**Given text:**
* * * * *

According to the error message, I guess one file is missing, but I don't know how to set it back. Maybe there is a way to reinstall completely (including configuration files)?

I was working fine until today. I hadn't enough hard drive space for gentoo, so I removed kubuntu (it was the partition before, so gentoo was moved 10Go left). When I rebooted, wicd didn't work any more.

I have a latop, so I don't want static connections.

Thanks for your time.[/code]Last edited by geenux on Sun May 31, 2009 2:48 pm; edited 1 time in total

----------

## truc

Is Dbus is started?

Did you try the usual revdep-rebuild?

----------

## geenux

Dbus is started, and revdep-rebuild didn't fix anything.

Is it possible to reinstall completly wicd, including all config files ?

----------

## jomen

Does it work now?

Python may be the problen - did you upgrade it?

The script "python-updater" should have been run then - but you can run it manually...

To cleanly uninstall/install wicd:

-stop it

-uninstall it

-remove the directory /etc/wicd

-install it again

-start it...

I read this because I have issues using wicd-1.6.0_beta1.

It does not connect. I currently only ever use a wired connection and with the beta-version I don't get an IP via dhcp.

* * * * *

Entries taken from a collection:

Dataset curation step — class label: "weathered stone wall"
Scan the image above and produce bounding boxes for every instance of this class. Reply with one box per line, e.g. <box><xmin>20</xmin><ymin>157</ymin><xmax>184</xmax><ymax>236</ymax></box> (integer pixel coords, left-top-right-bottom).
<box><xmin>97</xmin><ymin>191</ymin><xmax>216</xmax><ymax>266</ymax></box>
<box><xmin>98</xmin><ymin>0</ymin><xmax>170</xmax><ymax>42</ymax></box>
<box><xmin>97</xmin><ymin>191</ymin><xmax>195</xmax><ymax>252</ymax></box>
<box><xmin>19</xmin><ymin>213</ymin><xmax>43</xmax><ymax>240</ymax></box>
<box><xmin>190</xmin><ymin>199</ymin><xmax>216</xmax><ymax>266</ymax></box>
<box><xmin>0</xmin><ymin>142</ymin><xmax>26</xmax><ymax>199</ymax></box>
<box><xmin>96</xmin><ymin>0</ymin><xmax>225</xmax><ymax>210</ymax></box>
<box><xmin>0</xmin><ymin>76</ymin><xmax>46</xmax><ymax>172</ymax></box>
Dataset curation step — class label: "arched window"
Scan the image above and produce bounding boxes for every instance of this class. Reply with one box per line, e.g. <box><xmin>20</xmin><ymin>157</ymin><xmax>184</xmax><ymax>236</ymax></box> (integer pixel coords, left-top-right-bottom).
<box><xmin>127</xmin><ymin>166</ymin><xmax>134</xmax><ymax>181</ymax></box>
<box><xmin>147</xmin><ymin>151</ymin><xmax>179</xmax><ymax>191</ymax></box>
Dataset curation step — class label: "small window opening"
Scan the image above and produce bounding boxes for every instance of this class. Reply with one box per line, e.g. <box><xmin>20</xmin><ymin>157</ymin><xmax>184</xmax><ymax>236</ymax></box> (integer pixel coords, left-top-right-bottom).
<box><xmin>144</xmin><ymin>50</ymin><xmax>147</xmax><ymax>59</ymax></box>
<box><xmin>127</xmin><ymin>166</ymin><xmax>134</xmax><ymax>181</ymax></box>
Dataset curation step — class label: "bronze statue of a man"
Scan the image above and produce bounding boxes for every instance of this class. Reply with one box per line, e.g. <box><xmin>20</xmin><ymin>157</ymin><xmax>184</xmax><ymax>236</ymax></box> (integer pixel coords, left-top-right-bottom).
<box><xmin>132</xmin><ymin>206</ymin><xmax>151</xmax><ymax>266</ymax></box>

* * * * *

**To do:**
(1) Answer these questions about the forum thread:
(a) Which system was removed to free hard drive space for gentoo?
(b) Which directory is to be removed when cleanly reinstalling wicd?
(c) Which wicd version does jomen have issues with?
(2) From the entries, extract every line from the one containing "statue of a" through the final line of the entries, both included, and reproduce them verbatim.
The forum thread and the entries have no connection to each other.

**Complete answers:**
(1)
(a) kubuntu
(b) /etc/wicd
(c) wicd-1.6.0_beta1

(2)
Dataset curation step — class label: "bronze statue of a man"
Scan the image above and produce bounding boxes for every instance of this class. Reply with one box per line, e.g. <box><xmin>20</xmin><ymin>157</ymin><xmax>184</xmax><ymax>236</ymax></box> (integer pixel coords, left-top-right-bottom).
<box><xmin>132</xmin><ymin>206</ymin><xmax>151</xmax><ymax>266</ymax></box>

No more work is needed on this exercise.